What you need to do – Nothing may be added, dropped, or altered; restate the listing word for word.

Provided data –
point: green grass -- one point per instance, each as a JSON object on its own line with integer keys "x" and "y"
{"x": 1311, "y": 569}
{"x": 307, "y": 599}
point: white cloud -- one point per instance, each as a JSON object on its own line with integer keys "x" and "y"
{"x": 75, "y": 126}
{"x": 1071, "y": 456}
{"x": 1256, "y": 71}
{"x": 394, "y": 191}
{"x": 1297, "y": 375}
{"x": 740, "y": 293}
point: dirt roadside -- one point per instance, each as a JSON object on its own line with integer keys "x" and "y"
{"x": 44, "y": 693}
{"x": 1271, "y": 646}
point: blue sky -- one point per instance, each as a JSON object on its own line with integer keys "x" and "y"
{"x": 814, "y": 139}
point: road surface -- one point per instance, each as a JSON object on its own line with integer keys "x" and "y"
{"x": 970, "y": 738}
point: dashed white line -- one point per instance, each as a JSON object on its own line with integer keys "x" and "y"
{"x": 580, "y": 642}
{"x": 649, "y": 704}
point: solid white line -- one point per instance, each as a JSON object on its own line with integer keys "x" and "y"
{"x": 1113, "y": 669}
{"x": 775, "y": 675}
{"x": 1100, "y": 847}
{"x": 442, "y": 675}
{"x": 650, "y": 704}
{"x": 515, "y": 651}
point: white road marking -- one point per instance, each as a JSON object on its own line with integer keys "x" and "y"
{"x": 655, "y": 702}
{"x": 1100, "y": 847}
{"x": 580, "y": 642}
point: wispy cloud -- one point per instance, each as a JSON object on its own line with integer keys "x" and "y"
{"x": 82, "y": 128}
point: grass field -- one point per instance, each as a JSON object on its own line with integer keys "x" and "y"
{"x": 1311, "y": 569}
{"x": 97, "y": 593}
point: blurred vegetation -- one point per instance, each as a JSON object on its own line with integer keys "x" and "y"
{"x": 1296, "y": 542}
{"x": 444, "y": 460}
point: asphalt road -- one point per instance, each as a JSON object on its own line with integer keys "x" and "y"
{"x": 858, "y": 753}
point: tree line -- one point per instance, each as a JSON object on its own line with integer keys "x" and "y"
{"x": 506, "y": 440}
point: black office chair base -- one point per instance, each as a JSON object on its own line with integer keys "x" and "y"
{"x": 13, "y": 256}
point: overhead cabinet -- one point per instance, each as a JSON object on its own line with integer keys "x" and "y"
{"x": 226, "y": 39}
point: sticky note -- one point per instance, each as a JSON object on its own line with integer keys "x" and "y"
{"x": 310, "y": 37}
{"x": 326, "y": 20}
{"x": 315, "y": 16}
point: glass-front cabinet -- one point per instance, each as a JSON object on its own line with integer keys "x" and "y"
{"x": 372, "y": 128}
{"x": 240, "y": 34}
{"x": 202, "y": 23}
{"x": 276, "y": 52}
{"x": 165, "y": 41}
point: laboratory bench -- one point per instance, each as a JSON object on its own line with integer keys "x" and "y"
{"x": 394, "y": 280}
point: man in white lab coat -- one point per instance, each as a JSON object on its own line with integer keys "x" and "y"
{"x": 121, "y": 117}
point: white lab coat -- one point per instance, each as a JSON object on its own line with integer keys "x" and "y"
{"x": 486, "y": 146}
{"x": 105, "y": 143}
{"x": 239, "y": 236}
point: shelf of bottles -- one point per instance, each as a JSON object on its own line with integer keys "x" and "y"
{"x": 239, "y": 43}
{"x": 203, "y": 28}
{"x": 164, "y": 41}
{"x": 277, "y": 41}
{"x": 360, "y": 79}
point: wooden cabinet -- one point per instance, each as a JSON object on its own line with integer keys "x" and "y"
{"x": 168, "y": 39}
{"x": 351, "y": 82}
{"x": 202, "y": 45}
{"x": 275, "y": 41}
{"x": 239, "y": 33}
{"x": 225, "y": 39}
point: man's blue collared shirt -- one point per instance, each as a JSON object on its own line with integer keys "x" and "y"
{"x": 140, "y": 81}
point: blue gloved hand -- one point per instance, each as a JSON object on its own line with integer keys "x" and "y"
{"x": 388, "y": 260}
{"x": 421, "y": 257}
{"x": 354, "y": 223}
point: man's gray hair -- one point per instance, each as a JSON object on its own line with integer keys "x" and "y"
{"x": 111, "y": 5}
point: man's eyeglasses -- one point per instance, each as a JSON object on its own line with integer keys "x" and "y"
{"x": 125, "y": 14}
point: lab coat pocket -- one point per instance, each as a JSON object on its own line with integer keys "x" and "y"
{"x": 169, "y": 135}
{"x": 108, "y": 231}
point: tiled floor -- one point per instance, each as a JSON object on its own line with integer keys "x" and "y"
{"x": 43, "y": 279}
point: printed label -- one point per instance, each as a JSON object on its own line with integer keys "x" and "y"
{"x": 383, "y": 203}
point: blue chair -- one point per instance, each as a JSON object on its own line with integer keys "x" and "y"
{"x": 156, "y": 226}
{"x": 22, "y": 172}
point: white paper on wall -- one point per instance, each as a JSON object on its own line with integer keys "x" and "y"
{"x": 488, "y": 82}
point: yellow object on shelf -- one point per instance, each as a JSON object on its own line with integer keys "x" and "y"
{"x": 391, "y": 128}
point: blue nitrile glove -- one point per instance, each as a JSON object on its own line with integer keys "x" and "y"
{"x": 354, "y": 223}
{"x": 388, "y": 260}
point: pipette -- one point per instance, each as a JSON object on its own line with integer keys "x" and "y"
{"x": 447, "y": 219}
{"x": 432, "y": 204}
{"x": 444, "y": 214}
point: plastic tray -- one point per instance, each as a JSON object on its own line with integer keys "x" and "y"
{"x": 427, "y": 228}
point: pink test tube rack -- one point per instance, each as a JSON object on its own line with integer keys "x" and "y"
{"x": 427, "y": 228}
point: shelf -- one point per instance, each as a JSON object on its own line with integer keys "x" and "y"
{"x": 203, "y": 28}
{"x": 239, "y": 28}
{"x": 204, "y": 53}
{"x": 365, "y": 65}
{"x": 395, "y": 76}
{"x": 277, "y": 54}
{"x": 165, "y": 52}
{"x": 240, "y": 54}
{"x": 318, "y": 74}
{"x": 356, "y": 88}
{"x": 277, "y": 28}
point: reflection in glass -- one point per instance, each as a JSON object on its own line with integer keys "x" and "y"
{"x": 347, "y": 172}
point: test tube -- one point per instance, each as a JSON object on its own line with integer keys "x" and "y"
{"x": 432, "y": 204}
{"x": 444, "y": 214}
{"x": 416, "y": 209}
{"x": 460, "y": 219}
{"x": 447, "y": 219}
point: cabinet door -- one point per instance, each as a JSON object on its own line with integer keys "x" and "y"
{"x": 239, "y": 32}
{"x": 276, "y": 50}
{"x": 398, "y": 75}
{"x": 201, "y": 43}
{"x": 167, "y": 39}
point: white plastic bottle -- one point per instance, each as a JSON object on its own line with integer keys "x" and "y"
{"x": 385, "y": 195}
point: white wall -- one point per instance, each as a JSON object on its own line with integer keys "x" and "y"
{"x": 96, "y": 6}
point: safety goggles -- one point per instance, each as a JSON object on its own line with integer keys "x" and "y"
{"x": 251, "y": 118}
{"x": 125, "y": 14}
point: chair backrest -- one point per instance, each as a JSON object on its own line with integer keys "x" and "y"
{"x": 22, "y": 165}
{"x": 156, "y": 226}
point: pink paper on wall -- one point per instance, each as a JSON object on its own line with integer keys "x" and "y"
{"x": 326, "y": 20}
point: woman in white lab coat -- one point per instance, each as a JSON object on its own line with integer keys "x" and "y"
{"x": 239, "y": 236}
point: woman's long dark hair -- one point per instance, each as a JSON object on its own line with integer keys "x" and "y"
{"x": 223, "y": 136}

Exercise solution –
point: green grass -- one point per instance, each as a JSON object on its own line with integer keys "x" and "y"
{"x": 1311, "y": 569}
{"x": 307, "y": 599}
point: white cloud -- one point per instance, each as a JSON object on its own line with integer keys "x" and "y"
{"x": 75, "y": 126}
{"x": 1071, "y": 456}
{"x": 1256, "y": 71}
{"x": 394, "y": 191}
{"x": 1297, "y": 375}
{"x": 740, "y": 293}
point: dirt roadside -- one point per instance, each as a JSON object on its own line with integer keys "x" and "y"
{"x": 44, "y": 693}
{"x": 1271, "y": 646}
point: blue sky -- one point per instance, each as a JSON object on its own line with integer keys "x" and "y"
{"x": 814, "y": 139}
point: road surface -- one point per instance, each as a JSON object on its own line with integer keys "x" and "y"
{"x": 970, "y": 738}
point: dashed white line -- one point per instance, each as a JSON object on its own line with integer keys "x" and "y"
{"x": 580, "y": 642}
{"x": 649, "y": 704}
point: solid white line -- one point per instance, each as a JSON object on its own line with integer keys "x" and "y"
{"x": 1113, "y": 669}
{"x": 775, "y": 675}
{"x": 1100, "y": 847}
{"x": 442, "y": 675}
{"x": 650, "y": 704}
{"x": 515, "y": 651}
point: white road marking -- one point per instance, each as a JSON object on its own line with integer keys "x" and "y"
{"x": 655, "y": 702}
{"x": 1100, "y": 847}
{"x": 580, "y": 642}
point: wispy cloud -- one point per instance, each as a JSON object on its own line with integer keys "x" and "y"
{"x": 82, "y": 128}
point: grass field -- one point per instance, each as a JSON object on its own line with integer keys "x" and "y"
{"x": 1311, "y": 569}
{"x": 97, "y": 593}
point: blurred vegetation -- one point per instance, each as a JSON object on its own line with integer keys "x" and "y"
{"x": 1296, "y": 542}
{"x": 444, "y": 460}
point: asphalt road -- one point per instance, each as a JSON object on its own line with integer keys "x" and "y"
{"x": 858, "y": 753}
point: tree line -- one point per instance, each as a JSON object on its own line with integer keys "x" and "y"
{"x": 506, "y": 440}
point: black office chair base -- one point per instance, each as a JSON object on its own line with integer keys "x" and "y"
{"x": 13, "y": 256}
point: overhead cabinet -- one point per instance, each as a JSON object on its own line with integer keys "x" and "y"
{"x": 226, "y": 39}
point: sticky note -- one point per instance, each as a JSON object on its own line with integer keys "x" and "y"
{"x": 310, "y": 37}
{"x": 326, "y": 20}
{"x": 315, "y": 16}
point: glass-front cabinet -- one point per instance, each as a JSON object on its own line with integer keys "x" and "y"
{"x": 372, "y": 128}
{"x": 240, "y": 34}
{"x": 202, "y": 23}
{"x": 276, "y": 52}
{"x": 165, "y": 41}
point: laboratory bench -- one point per instance, each as a JSON object on its own line with integer keys "x" and "y"
{"x": 394, "y": 280}
point: man in white lab coat -- one point per instance, each as a JSON object on its own line with integer keys "x" and "y"
{"x": 121, "y": 117}
point: white lab coat -- one point per instance, each as a JSON object on its own line with integer keys "x" and "y"
{"x": 486, "y": 146}
{"x": 105, "y": 143}
{"x": 239, "y": 236}
point: shelf of bottles -- one point per instance, each as a JSON object on its own line with integer keys "x" and "y"
{"x": 239, "y": 43}
{"x": 203, "y": 28}
{"x": 164, "y": 41}
{"x": 277, "y": 41}
{"x": 360, "y": 79}
point: wooden cabinet -- one point per instance, each as a JSON object on its own line with integer keys "x" and "y"
{"x": 168, "y": 39}
{"x": 351, "y": 82}
{"x": 202, "y": 45}
{"x": 275, "y": 41}
{"x": 239, "y": 33}
{"x": 225, "y": 39}
point: man's blue collared shirt -- one point per instance, each as a JSON object on its own line with integer keys "x" and "y"
{"x": 140, "y": 81}
point: blue gloved hand -- one point per instance, each as a JSON object on its own line with integer keys "x" and "y"
{"x": 388, "y": 260}
{"x": 421, "y": 257}
{"x": 354, "y": 223}
point: man's gray hair -- one point per instance, each as a JSON object on its own line with integer keys "x" and "y"
{"x": 111, "y": 5}
point: man's eyeglasses -- one point per instance, each as a JSON object on its own line with integer keys "x" and "y"
{"x": 125, "y": 14}
point: lab coat pocket -- one point per instance, each as a JSON object on its own line with integer keys "x" and "y"
{"x": 169, "y": 135}
{"x": 108, "y": 231}
point: tiled floor -- one point per instance, each as a JSON object on its own line with integer keys "x" and "y"
{"x": 43, "y": 279}
point: printed label -- one point per instance, each as a JSON object on its own line with integer keys "x" and "y"
{"x": 383, "y": 203}
point: blue chair -- one point per instance, each as a JSON object on its own line with integer keys "x" and "y"
{"x": 156, "y": 226}
{"x": 22, "y": 172}
point: white paper on wall -- one point per instance, each as a JSON object on its own line with integer keys "x" and "y"
{"x": 488, "y": 82}
point: yellow object on shelf -- one point per instance, each as a JSON object on its own line with integer keys "x" and "y"
{"x": 391, "y": 128}
point: blue nitrile glove -- one point per instance, each as a JSON object on its own line with integer keys "x" and "y"
{"x": 354, "y": 223}
{"x": 388, "y": 260}
point: pipette -- one point per instance, each as a JSON object on its own line with integer keys "x" and "y"
{"x": 447, "y": 219}
{"x": 432, "y": 204}
{"x": 444, "y": 214}
point: plastic tray -- one point per instance, each as a JSON object on its own line with integer keys "x" and "y"
{"x": 427, "y": 228}
point: pink test tube rack -- one point per instance, each as a JSON object on its own line with integer keys "x" and "y"
{"x": 427, "y": 228}
point: shelf -- one point per instance, each as a JSON object on its own line with integer keys "x" and "y"
{"x": 203, "y": 28}
{"x": 239, "y": 28}
{"x": 204, "y": 53}
{"x": 365, "y": 65}
{"x": 395, "y": 76}
{"x": 277, "y": 54}
{"x": 165, "y": 52}
{"x": 240, "y": 54}
{"x": 318, "y": 74}
{"x": 356, "y": 88}
{"x": 277, "y": 28}
point: reflection in glass -- one point per instance, each as a JSON object on its own line with integer keys "x" and "y"
{"x": 347, "y": 172}
point: test tube -- one point per instance, each as a JSON object on its own line with integer keys "x" and "y"
{"x": 432, "y": 204}
{"x": 444, "y": 214}
{"x": 416, "y": 209}
{"x": 460, "y": 219}
{"x": 447, "y": 219}
point: cabinet door -- one point per instance, each as a JSON object on its own line with integer keys "x" and "y"
{"x": 239, "y": 32}
{"x": 276, "y": 50}
{"x": 398, "y": 75}
{"x": 201, "y": 43}
{"x": 167, "y": 39}
point: white plastic bottle -- one point per instance, each as a JSON object on its own line with integer keys "x" and "y"
{"x": 385, "y": 195}
point: white wall -- one point per instance, each as a JSON object on its own line with integer keys "x" and "y"
{"x": 96, "y": 6}
point: safety goggles -- one point per instance, each as a JSON object on its own line with integer keys "x" and "y"
{"x": 251, "y": 118}
{"x": 125, "y": 14}
point: chair backrest -- one point per instance, each as a JSON object on its own line with integer keys "x" and "y"
{"x": 22, "y": 165}
{"x": 156, "y": 226}
point: pink paper on wall -- one point per instance, each as a JSON object on its own line with integer keys "x" and "y"
{"x": 326, "y": 20}
point: woman in white lab coat -- one point per instance, each as a JSON object on its own line with integer keys "x" and "y"
{"x": 239, "y": 236}
point: woman's long dark hair -- one point per instance, each as a JSON object on its own line with integer keys "x" and "y"
{"x": 223, "y": 136}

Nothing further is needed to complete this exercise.